(Dataset items)
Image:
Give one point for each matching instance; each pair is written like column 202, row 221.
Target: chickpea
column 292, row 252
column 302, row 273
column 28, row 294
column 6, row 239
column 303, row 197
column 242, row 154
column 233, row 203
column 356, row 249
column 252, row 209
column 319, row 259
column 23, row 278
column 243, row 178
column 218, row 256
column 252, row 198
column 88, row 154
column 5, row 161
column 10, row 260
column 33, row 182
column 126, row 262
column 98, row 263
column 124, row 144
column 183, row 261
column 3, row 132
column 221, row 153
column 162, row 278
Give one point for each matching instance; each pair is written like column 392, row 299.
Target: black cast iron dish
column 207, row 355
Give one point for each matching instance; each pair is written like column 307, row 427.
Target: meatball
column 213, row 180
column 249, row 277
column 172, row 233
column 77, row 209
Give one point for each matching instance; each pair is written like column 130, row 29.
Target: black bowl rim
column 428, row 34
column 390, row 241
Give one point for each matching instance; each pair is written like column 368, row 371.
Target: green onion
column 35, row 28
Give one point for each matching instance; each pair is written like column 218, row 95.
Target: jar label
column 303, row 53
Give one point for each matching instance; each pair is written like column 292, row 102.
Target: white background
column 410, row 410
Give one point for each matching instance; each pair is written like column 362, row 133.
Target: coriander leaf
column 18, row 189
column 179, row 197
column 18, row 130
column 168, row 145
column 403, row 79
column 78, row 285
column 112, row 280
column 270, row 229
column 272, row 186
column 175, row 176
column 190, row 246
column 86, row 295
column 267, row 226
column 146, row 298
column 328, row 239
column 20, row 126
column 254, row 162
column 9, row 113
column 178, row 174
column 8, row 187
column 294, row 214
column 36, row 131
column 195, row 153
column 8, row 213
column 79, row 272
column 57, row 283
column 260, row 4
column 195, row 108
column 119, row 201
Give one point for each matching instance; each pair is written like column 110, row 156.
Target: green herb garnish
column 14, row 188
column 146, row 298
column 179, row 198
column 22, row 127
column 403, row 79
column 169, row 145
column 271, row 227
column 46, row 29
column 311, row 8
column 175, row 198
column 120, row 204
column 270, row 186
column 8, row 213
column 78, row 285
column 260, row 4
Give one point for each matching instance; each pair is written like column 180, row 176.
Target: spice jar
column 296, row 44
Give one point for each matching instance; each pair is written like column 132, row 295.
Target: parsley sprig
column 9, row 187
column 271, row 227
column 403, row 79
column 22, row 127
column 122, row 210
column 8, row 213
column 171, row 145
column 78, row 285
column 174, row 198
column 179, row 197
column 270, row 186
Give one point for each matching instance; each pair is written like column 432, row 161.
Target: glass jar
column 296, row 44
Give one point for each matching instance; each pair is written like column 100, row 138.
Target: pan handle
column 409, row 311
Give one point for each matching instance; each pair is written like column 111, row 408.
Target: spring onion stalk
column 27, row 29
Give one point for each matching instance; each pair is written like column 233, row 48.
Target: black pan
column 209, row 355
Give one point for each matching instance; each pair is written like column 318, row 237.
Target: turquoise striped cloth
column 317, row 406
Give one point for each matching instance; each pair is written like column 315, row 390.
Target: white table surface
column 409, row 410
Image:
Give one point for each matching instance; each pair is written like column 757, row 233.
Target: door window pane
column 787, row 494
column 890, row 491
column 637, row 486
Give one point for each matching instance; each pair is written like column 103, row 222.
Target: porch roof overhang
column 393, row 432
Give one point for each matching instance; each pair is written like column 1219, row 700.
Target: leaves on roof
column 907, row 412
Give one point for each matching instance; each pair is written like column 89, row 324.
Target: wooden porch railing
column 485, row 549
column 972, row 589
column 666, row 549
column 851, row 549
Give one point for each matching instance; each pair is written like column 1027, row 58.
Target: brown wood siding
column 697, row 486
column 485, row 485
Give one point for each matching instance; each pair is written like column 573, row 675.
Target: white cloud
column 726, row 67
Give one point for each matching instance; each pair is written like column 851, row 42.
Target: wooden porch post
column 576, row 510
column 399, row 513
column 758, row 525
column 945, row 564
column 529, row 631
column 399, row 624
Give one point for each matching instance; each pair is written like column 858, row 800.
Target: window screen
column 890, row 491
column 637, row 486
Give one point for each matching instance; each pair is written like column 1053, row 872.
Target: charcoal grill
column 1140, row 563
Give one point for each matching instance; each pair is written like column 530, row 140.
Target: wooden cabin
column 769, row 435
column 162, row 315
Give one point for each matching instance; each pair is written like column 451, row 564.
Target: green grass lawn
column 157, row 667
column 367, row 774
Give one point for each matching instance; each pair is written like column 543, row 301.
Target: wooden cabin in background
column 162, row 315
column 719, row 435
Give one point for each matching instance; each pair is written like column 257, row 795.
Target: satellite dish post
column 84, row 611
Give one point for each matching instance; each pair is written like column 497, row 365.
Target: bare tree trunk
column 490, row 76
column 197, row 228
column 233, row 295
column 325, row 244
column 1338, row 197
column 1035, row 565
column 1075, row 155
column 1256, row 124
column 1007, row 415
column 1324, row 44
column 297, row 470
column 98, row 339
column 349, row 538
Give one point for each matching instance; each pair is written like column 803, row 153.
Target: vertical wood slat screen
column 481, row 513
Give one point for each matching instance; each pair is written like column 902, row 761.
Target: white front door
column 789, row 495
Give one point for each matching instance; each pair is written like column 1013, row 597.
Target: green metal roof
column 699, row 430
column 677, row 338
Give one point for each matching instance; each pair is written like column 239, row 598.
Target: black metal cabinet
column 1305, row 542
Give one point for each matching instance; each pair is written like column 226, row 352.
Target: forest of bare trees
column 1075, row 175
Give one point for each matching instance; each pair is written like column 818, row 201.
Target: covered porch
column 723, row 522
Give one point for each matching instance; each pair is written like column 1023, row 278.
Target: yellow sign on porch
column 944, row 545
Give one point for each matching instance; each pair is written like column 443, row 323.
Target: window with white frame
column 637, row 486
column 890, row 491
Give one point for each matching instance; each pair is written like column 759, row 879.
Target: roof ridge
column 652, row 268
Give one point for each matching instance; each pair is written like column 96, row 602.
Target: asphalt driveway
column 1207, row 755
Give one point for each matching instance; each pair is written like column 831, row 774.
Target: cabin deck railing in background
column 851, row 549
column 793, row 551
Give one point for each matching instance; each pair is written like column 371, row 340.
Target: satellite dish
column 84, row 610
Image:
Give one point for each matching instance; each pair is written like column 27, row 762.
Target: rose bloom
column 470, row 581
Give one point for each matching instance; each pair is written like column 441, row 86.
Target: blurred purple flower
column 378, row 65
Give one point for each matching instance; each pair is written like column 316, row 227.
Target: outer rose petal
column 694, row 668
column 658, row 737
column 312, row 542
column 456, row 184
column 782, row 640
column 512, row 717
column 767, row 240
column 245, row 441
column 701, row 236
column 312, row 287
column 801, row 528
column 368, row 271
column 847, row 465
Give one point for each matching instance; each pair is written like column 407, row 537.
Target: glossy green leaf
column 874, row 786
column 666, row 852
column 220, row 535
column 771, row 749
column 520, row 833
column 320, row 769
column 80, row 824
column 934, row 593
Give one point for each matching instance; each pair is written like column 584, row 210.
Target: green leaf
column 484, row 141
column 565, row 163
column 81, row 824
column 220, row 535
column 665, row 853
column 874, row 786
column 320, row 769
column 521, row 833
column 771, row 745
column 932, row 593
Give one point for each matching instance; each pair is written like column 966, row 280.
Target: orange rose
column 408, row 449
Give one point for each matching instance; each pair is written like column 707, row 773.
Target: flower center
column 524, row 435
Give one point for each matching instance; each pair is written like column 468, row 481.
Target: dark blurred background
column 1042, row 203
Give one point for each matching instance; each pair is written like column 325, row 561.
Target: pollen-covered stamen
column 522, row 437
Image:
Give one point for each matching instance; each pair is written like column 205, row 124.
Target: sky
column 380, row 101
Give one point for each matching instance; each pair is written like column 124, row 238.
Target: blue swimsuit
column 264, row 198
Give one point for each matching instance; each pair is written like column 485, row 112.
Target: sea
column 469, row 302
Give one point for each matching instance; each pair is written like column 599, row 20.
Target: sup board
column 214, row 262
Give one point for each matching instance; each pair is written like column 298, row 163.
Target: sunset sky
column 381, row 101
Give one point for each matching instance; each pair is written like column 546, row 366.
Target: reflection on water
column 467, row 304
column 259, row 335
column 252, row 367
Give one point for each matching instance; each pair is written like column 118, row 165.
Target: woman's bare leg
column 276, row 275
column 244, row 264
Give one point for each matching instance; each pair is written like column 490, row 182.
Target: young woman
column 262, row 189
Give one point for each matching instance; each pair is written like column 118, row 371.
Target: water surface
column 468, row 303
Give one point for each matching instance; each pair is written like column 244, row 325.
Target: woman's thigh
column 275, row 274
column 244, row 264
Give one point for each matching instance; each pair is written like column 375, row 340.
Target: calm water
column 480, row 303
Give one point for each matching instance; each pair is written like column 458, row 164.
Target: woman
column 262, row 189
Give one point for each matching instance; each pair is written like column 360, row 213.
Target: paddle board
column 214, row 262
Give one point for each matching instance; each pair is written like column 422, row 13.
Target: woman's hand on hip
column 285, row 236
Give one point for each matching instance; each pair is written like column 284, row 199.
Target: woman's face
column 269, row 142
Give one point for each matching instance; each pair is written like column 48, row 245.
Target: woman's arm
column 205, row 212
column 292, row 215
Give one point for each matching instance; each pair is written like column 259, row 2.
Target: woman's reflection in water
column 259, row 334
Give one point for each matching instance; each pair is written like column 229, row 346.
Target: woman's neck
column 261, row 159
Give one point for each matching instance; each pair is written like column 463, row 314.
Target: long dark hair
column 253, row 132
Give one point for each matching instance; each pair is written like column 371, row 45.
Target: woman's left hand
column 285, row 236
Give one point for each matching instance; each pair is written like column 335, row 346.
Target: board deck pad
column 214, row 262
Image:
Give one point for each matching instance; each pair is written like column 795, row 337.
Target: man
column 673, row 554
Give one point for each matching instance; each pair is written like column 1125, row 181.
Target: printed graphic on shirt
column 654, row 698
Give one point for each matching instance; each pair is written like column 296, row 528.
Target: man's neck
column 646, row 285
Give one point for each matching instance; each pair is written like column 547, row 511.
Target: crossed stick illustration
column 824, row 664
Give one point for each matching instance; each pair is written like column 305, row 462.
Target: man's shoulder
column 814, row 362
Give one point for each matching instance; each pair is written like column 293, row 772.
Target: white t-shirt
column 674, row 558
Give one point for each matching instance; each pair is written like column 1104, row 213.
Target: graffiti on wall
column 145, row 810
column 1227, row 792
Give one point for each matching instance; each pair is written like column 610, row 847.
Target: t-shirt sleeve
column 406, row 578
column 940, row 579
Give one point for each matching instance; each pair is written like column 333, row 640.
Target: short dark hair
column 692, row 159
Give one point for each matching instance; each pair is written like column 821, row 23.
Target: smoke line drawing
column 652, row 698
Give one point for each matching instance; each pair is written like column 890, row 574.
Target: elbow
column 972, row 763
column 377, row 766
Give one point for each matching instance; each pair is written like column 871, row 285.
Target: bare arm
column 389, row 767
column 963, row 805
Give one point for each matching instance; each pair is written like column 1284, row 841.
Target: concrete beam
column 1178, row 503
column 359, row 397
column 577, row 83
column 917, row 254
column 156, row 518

OBJECTIVE.
Copy out exactly the lines between the line with "333, row 640." and the last line of the entries, counting both of those lines.

RESULT FOR THIS EXERCISE.
Give one point for each matching instance; each pair is written like column 333, row 640.
Target: short dark hair
column 692, row 159
Give one point for each matching instance; each pair is written like column 821, row 23.
Target: smoke line drawing
column 652, row 698
Give one point for each matching instance; each pair is written like column 890, row 574.
Target: elbow
column 972, row 763
column 377, row 766
Give one point for each matching instance; each pair is written like column 871, row 285.
Target: bare arm
column 389, row 767
column 963, row 805
Give one point for each matching instance; each pair is written like column 1284, row 841.
Target: concrete beam
column 1178, row 503
column 359, row 397
column 577, row 83
column 917, row 254
column 156, row 518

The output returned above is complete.